## DOCUMENT SOURCE
>>>
Je voudrais juste m’envelopper pour arrêter d’avoir froid. Je me
demande comment il fait pour ne pas être frigorifié. Je prends mon
courage à deux mains, et quitte mon duvet, qui de toutes façons ne m’est
d’aucune aide puisque je ne peux pas le garder fermé. Je sors dans la nuit
glaciale pour regagner la voiture. Il me rejoint, je lui dis que je veux
partir. Il démonte la tente, range les affaires et démarre. En pleine nuit.
Dans la voiture, je suis épuisée, mais j’ai enfin chaud.

Il m’emmène quelques jours plus tard à Tours, pour que je cherche
un logement. J’emménage dans une chambre meublée. On est plusieurs
étudiantes dans cette maison, et on s’organise toutes les cinq pour gérer
les parties collectives, on se fait des bouffes ensemble... Je me sens bien.
Les gens que je fréquente, je les ai rencontrés moi-même. Je ne suis plus dans l’univers de mon enfance, de ma famille. Je commence à devenir une
vraie personne.

Mon mari continue pendant quelques mois à venir chez moi tous
les week-ends. Comme ma chambre est petite, quand je veux faire ma
toilette, j’ouvre la porte de mon armoire pour me cacher. Il ironise sur ce
besoin d’intimité, et passe la tête exprès pour voir mon corps
« disgracieux » devant le lavabo. Je me sens humiliée. J’ai l’impression
d’être le monstre qu’on s’amuse à mater, la bête noire au zoo.

Une des dernières fois qu’il me saute, ou la dernière, ça se passe
comme d’habitude, sauf qu’à un moment, pendant qu’il prend son pied, il
sort, de but en blanc :
– « Ah, c’est bon ! Finalement c’est pas si mal que tu sois grosse, c’est
plus moelleux. »

Il est tellement con, et tellement centré sur son propre plaisir, que
je ne pense pas qu’il fasse exprès d’être désagréable. Je suis une poupée
gonflable, un trou c’est un trou, et si c’est moelleux autour, c’est plus
confortable. Je me sens vraiment comme un réceptacle à foutre.

Aujourd’hui encore, quand je suis angoissée, j’ai la haine de mon
corps. Et plutôt que de me défendre, je m’agresse moi-même. Je continue
à frapper mon visage que je hais, qui n’a jamais réussi, alors que je
faisais la gueule, à faire comprendre que je me faisais chier quand on me
baisait. Visage soumis et triste quand j’allais pas trop mal, visage gentil
quand je voulais montrer ma haine et mon mépris, visage qu’un connard
a frappé plus tard, quand je choisissais mal mes amants.
<<<
## ENREGISTREMENTS STOCKÉS
>>>
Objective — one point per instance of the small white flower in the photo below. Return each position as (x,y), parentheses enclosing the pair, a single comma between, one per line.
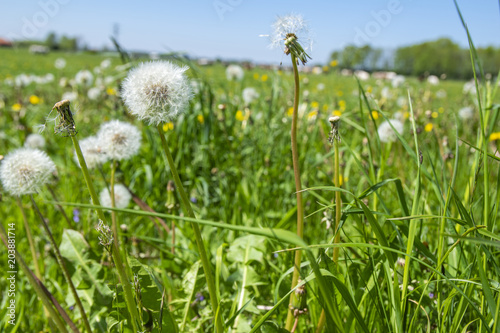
(84,78)
(122,197)
(35,141)
(70,95)
(25,170)
(397,81)
(249,95)
(92,151)
(466,113)
(157,91)
(94,93)
(386,133)
(106,63)
(119,140)
(60,63)
(234,73)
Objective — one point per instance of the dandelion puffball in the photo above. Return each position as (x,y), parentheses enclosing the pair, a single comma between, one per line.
(157,91)
(92,151)
(249,95)
(119,140)
(386,133)
(25,170)
(234,73)
(122,197)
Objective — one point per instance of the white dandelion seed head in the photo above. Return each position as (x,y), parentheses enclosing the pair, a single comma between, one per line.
(84,78)
(234,73)
(122,197)
(60,63)
(157,92)
(249,95)
(290,24)
(119,140)
(25,170)
(386,133)
(92,151)
(466,113)
(35,141)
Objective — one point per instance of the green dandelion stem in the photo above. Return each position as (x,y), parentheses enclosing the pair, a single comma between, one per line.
(63,266)
(196,229)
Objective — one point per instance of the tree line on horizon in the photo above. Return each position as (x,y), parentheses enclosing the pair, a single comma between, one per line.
(437,57)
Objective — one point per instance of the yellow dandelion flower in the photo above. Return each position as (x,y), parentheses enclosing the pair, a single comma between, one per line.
(16,107)
(34,99)
(495,136)
(312,115)
(240,116)
(168,126)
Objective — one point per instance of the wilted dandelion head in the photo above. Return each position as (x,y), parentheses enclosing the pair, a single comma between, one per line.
(92,151)
(119,140)
(234,73)
(386,133)
(35,141)
(157,91)
(291,34)
(24,170)
(122,197)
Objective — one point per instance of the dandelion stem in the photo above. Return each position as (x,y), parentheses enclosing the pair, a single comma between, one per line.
(122,274)
(37,285)
(298,188)
(196,229)
(63,266)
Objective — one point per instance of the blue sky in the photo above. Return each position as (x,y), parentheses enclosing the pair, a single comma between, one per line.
(230,29)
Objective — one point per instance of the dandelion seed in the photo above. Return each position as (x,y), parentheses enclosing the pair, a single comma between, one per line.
(35,141)
(122,197)
(386,133)
(119,140)
(92,151)
(25,170)
(157,91)
(234,73)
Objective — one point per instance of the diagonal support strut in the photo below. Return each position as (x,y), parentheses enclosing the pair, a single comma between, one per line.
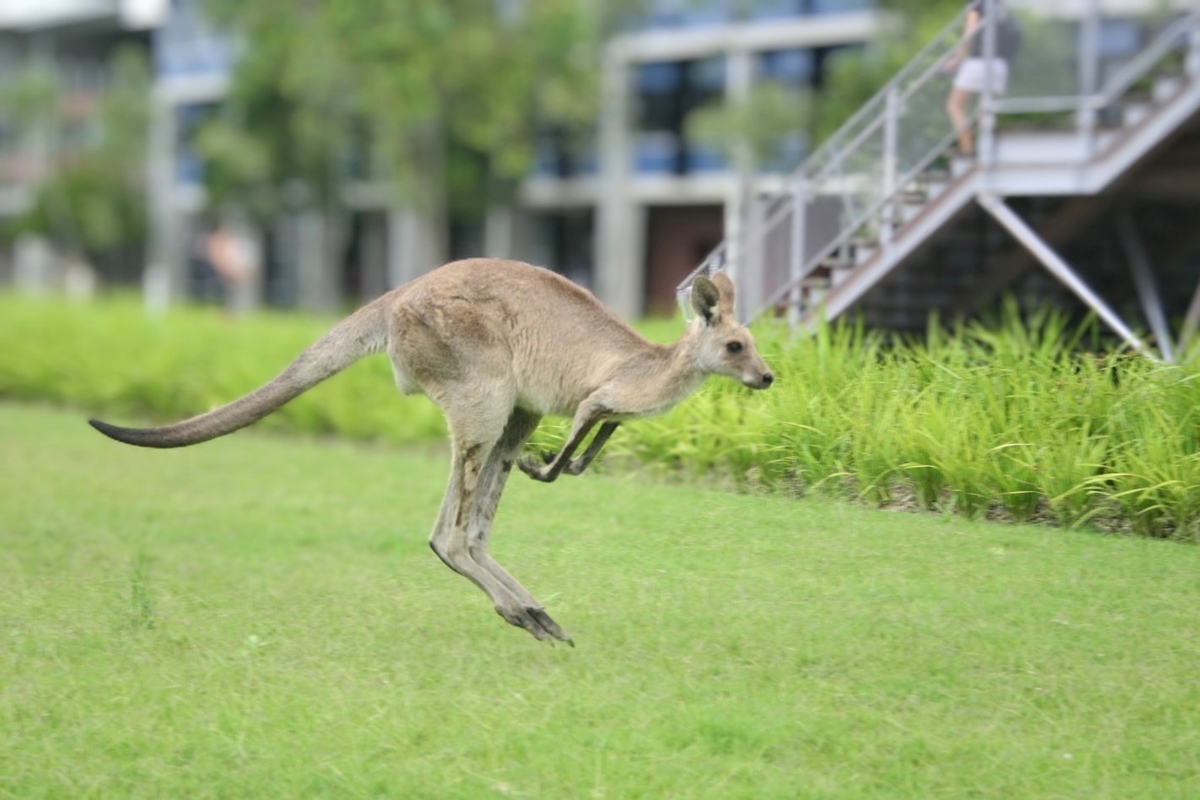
<<<
## TÂCHES À FAIRE
• 1. Répondez à ces questions sur le document source :
(a) Dans quelle ville le mari emmène-t-il la narratrice pour chercher un logement ?
(b) Combien d'étudiantes s'organisent pour gérer les parties collectives de la maison ?
(c) À quelle fréquence le mari vient-il chez elle pendant quelques mois ?
• 2. Indiquez si chacune de ces affirmations concorde avec le document source, en citant les mots qui le montrent :
(a) Le mari démonte la tente et démarre en pleine nuit.
(b) Le duvet aide la narratrice à se réchauffer.
(c) Les personnes que la narratrice fréquente dans la maison d'étudiantes lui ont été présentées par sa famille.
Les enregistrements n'ont aucun rôle à jouer ici.

## RÉSULTATS PAR TÂCHE
• 1.
(a) À Tours.
(b) Cinq.
(c) Tous les week-ends.

• 2.
(a) Oui : « Il démonte la tente, range les affaires et démarre. En pleine nuit. »
(b) Non : « qui de toutes façons ne m’est d’aucune aide puisque je ne peux pas le garder fermé »
(c) Non : « Les gens que je fréquente, je les ai rencontrés moi-même. »